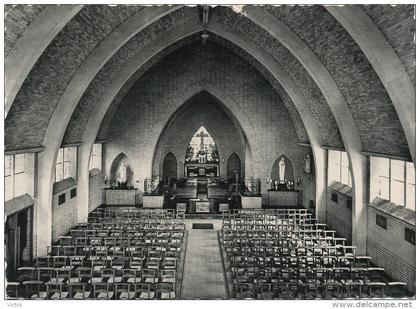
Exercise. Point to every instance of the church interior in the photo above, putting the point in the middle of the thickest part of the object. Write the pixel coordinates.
(209, 152)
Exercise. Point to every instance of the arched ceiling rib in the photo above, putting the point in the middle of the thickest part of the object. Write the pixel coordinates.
(50, 76)
(30, 42)
(386, 64)
(372, 109)
(39, 97)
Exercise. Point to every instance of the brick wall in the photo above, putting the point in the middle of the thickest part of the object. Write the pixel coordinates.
(398, 25)
(202, 109)
(339, 217)
(95, 189)
(50, 76)
(368, 100)
(64, 216)
(389, 249)
(149, 105)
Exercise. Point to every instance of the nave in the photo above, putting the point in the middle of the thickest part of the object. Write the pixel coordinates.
(130, 253)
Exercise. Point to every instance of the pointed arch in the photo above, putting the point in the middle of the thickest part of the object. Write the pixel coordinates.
(234, 165)
(202, 147)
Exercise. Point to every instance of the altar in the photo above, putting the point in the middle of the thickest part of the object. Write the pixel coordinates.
(120, 197)
(201, 170)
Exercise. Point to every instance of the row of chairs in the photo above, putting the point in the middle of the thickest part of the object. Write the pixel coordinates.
(99, 290)
(104, 269)
(288, 254)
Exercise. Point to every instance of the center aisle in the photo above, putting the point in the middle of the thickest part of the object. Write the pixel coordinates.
(203, 271)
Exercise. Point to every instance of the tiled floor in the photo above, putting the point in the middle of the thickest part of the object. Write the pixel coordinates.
(217, 223)
(203, 272)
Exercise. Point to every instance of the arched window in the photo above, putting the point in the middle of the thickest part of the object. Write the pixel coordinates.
(202, 148)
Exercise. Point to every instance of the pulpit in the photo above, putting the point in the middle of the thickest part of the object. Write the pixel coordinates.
(286, 198)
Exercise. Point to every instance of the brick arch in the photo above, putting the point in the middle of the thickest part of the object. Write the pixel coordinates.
(166, 40)
(234, 165)
(27, 51)
(127, 70)
(386, 63)
(227, 105)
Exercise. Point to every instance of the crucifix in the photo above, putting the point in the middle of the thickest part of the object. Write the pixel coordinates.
(202, 135)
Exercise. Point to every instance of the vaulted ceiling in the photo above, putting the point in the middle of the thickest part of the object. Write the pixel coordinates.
(346, 75)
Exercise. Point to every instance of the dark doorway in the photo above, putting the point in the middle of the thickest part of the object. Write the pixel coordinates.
(234, 164)
(18, 241)
(169, 168)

—————

### What the exercise asks
Return the lines above unchanged, starting at the line that contains "Exercise. Point to every instance of the vaulted" and ending at the final line, with both of those lines included.

### Result of the exercise
Exercise. Point to every instance of the vaulted ceiling in the photo above, putting the point in the middle of the thickest part of the object. Write the pixel coordinates.
(346, 75)
Exercise. Point to every instance of the dark doorway in the photo above, putting the point in the middle of the thickest part of the object. Write the pixel coordinates.
(234, 164)
(18, 241)
(169, 168)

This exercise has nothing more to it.